§ Given problem
Copy each line of the records below verbatim, without changing any character.

§ Input rows
.....

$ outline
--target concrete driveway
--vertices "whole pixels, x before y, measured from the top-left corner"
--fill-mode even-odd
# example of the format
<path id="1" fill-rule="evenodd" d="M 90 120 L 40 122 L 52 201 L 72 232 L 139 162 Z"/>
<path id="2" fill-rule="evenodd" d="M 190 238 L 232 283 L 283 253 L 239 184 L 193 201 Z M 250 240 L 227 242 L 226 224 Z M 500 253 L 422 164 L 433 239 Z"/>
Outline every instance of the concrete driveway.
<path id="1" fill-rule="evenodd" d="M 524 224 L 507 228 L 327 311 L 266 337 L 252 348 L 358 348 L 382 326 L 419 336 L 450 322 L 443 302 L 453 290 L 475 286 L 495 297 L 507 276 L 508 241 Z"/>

.....

§ The solution
$ outline
--target concrete driveway
--vertices "whole pixels, x before y, measured from the top-left corner"
--fill-mode even-odd
# example of the format
<path id="1" fill-rule="evenodd" d="M 90 120 L 40 122 L 52 201 L 72 232 L 139 162 Z"/>
<path id="2" fill-rule="evenodd" d="M 190 238 L 232 283 L 283 253 L 239 184 L 193 201 Z M 250 240 L 227 242 L 226 224 Z M 500 253 L 422 164 L 433 239 Z"/>
Outline every instance of the concrete driveway.
<path id="1" fill-rule="evenodd" d="M 524 224 L 507 228 L 327 311 L 266 337 L 252 348 L 358 348 L 382 326 L 419 336 L 450 322 L 443 302 L 453 290 L 475 286 L 495 297 L 507 276 L 508 241 Z"/>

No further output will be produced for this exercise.